### [Work to be completed]
Reproduce, word for word, everything in the records below, from the line containing "the green stem" down to the end of the records. Include both the starting line and the final line.

[Records from a point-labeling set]
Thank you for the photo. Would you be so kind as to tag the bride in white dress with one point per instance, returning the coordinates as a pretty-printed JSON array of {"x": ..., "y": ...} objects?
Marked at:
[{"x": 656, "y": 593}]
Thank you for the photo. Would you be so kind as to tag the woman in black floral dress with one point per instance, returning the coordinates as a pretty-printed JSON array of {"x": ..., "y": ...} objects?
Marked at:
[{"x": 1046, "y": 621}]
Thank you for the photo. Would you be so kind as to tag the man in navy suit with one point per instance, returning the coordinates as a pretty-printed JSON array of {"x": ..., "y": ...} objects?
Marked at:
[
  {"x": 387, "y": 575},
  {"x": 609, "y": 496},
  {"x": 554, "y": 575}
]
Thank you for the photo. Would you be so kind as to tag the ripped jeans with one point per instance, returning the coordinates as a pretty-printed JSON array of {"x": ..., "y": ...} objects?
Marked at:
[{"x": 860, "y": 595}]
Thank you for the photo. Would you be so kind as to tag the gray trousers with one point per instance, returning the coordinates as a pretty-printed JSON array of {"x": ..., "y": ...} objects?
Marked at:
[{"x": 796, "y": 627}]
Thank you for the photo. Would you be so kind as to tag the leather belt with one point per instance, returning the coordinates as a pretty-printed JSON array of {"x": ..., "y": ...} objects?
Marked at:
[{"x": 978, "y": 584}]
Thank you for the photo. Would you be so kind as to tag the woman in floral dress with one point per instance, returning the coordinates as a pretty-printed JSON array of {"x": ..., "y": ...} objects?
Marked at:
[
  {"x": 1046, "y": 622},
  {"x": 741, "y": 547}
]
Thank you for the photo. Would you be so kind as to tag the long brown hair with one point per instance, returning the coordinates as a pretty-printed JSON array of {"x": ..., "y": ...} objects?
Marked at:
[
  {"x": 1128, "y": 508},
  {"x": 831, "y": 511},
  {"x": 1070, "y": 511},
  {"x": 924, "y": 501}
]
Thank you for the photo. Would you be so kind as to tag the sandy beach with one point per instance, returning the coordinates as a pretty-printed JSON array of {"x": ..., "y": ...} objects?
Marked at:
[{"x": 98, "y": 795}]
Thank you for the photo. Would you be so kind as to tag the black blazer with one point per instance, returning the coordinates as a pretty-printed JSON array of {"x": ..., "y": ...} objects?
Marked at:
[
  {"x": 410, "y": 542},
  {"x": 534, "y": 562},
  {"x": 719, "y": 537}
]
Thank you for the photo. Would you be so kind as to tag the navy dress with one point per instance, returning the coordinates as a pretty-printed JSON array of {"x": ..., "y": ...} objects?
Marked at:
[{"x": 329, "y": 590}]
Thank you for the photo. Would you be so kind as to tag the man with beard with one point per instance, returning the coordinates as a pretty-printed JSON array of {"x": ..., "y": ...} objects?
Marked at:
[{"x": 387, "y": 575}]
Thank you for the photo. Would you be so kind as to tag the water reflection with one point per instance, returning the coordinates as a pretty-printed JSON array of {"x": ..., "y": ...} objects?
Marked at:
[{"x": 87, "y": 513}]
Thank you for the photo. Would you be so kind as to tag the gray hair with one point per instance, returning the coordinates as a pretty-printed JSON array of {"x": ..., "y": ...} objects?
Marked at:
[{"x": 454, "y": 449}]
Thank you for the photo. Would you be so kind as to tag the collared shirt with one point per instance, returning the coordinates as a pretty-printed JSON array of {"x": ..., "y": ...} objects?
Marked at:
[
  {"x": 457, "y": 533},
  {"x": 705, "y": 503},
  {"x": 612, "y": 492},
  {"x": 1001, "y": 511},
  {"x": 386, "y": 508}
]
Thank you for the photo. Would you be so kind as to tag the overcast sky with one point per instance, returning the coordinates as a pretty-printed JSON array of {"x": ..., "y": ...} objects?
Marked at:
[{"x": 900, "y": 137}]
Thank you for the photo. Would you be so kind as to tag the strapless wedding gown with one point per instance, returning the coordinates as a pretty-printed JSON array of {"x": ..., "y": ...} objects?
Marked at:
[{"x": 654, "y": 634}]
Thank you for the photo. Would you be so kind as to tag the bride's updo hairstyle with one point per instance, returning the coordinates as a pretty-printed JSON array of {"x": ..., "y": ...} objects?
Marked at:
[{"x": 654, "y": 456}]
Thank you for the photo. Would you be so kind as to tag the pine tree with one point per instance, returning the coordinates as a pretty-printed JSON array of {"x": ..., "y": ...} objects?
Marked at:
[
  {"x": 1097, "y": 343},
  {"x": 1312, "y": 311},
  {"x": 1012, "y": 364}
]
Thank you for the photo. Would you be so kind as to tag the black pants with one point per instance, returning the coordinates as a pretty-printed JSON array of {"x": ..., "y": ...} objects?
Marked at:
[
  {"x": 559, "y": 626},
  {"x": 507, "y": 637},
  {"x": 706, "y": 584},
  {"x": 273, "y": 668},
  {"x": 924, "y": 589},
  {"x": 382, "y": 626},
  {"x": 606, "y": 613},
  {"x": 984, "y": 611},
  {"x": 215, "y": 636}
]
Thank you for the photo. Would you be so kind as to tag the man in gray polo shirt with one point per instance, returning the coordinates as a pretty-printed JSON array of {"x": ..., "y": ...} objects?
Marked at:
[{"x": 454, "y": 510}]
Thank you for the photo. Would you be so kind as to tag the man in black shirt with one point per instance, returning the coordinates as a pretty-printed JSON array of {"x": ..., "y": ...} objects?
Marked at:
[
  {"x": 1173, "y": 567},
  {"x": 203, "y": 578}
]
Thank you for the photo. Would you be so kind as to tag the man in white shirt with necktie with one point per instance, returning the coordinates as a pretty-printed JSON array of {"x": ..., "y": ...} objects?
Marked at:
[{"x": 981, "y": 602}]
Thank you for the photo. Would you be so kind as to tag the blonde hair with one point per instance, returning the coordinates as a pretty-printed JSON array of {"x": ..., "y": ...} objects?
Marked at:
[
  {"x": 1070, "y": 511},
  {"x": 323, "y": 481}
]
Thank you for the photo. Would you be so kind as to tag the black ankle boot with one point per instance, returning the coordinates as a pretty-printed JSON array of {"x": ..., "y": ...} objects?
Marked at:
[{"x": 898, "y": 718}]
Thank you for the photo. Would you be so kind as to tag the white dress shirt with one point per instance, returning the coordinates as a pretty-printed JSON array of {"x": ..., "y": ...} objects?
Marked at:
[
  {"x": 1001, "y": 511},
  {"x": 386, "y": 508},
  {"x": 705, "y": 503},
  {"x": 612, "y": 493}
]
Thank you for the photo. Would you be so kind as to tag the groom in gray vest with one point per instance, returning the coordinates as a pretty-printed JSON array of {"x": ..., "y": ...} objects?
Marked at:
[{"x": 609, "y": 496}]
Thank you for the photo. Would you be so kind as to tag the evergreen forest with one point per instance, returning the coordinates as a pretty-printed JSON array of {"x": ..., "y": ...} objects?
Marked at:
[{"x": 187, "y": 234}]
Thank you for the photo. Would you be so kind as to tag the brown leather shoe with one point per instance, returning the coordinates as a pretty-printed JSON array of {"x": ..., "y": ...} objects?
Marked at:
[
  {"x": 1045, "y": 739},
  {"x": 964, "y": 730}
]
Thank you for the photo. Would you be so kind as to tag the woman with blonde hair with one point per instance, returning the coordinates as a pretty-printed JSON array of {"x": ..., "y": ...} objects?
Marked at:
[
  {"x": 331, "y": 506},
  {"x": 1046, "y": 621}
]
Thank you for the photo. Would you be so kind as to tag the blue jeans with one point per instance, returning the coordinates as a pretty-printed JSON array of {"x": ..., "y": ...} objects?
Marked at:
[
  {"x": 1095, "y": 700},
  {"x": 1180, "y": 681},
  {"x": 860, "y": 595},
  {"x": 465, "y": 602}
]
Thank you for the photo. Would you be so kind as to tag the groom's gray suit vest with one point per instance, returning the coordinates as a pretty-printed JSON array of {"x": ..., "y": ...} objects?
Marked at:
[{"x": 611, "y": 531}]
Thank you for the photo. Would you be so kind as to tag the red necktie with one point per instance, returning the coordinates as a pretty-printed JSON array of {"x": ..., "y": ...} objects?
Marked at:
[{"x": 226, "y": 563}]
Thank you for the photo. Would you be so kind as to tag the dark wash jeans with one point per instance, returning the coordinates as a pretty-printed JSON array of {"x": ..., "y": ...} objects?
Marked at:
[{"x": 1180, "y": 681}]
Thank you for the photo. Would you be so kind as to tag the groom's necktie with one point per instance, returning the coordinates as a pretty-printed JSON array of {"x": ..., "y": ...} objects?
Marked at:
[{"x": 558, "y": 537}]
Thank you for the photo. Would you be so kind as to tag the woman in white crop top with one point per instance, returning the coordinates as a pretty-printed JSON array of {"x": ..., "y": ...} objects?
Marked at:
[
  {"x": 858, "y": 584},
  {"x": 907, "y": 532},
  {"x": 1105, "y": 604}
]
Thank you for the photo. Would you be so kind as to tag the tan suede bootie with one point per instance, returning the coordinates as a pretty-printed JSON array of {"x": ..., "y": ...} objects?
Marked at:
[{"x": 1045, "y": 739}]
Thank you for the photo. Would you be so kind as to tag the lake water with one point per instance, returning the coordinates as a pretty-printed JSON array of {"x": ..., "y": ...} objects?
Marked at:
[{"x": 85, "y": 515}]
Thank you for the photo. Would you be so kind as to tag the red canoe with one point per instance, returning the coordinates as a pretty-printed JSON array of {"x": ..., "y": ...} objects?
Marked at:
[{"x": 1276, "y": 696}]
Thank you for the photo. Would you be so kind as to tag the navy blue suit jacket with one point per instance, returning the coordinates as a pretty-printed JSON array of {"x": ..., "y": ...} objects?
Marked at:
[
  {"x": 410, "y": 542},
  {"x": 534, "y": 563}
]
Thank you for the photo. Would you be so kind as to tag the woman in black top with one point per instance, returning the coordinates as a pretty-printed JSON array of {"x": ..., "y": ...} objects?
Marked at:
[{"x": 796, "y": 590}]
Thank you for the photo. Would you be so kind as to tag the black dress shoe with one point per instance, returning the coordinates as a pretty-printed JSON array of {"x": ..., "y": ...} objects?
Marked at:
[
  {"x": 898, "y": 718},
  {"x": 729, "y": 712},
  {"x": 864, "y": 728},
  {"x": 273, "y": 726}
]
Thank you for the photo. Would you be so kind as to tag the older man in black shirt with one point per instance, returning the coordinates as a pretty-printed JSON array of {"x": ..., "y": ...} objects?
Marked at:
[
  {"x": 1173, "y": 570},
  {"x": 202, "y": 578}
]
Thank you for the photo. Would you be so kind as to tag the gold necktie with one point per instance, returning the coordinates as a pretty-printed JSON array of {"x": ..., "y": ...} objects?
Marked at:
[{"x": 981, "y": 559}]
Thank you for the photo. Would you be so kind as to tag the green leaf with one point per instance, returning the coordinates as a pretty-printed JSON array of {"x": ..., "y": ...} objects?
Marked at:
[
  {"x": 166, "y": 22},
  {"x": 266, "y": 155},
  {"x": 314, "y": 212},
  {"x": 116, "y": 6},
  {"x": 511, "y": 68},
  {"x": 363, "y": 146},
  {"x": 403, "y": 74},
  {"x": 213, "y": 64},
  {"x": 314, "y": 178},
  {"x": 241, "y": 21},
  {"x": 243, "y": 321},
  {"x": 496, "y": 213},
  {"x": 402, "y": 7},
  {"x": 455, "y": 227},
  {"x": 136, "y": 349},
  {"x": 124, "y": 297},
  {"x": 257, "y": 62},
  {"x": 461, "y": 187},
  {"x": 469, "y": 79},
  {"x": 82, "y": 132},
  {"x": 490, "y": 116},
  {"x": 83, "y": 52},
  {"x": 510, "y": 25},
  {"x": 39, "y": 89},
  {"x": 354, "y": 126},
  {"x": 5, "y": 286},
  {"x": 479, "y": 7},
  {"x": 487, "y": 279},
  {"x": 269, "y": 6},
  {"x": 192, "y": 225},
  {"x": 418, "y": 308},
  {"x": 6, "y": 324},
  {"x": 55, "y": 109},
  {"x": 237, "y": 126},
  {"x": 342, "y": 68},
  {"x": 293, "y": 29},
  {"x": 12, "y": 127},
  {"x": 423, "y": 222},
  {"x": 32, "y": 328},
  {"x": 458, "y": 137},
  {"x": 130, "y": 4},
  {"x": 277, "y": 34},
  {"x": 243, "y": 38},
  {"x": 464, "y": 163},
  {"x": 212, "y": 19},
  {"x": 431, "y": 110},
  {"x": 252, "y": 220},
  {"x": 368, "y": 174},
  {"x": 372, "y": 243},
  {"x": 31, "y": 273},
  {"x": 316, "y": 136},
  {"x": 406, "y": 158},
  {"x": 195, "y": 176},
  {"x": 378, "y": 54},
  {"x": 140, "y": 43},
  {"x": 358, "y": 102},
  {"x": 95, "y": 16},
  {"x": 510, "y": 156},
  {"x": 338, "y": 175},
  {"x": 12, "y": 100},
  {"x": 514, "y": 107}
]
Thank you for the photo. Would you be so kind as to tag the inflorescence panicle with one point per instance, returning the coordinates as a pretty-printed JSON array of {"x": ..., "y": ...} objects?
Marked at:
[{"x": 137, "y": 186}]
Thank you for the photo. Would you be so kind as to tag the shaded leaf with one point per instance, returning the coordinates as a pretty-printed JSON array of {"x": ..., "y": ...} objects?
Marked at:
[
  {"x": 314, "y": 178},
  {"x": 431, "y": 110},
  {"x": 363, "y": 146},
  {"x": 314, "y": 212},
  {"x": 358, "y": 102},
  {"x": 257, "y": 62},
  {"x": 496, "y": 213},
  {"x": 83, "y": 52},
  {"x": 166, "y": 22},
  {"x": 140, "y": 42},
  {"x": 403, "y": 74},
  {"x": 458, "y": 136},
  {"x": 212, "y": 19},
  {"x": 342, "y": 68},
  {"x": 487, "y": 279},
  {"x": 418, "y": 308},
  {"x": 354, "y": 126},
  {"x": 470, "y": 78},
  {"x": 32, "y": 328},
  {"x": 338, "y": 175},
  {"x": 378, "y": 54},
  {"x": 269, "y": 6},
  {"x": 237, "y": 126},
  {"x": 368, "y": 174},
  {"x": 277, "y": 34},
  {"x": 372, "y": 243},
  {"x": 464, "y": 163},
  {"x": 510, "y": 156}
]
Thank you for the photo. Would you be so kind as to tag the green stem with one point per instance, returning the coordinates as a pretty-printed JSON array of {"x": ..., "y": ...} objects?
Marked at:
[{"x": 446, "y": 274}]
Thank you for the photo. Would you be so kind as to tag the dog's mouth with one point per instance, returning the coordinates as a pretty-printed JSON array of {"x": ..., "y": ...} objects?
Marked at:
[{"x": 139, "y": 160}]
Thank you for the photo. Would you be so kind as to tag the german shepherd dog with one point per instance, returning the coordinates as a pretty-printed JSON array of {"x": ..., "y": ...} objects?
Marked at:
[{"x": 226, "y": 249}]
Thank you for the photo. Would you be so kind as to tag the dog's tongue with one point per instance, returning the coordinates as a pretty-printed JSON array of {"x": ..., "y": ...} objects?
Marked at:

### [Result for this exercise]
Thank you for the photo. Would you be so kind as to tag the green stem with one point per instance, returning the coordinates as a pretty-printed JSON array of {"x": ..., "y": ...} objects?
Marked at:
[{"x": 446, "y": 274}]
Thank you for the photo. Would you be so kind as to tag the dog's mouth with one point per instance, returning the coordinates as a pretty-printed JSON array of {"x": ..., "y": ...} objects?
Marked at:
[{"x": 139, "y": 160}]
Thank you for the photo. Would you be so kind as to tag the german shepherd dog with one point per instance, returning the coordinates as a pretty-printed JSON array of {"x": ..., "y": ...} objects?
Marked at:
[{"x": 226, "y": 249}]
Thank you for the photo. Would you be so kind as to tag the dog's tongue with one point per instance, returning the coordinates as a pretty-printed JSON array of {"x": ..., "y": ...} objects?
Marked at:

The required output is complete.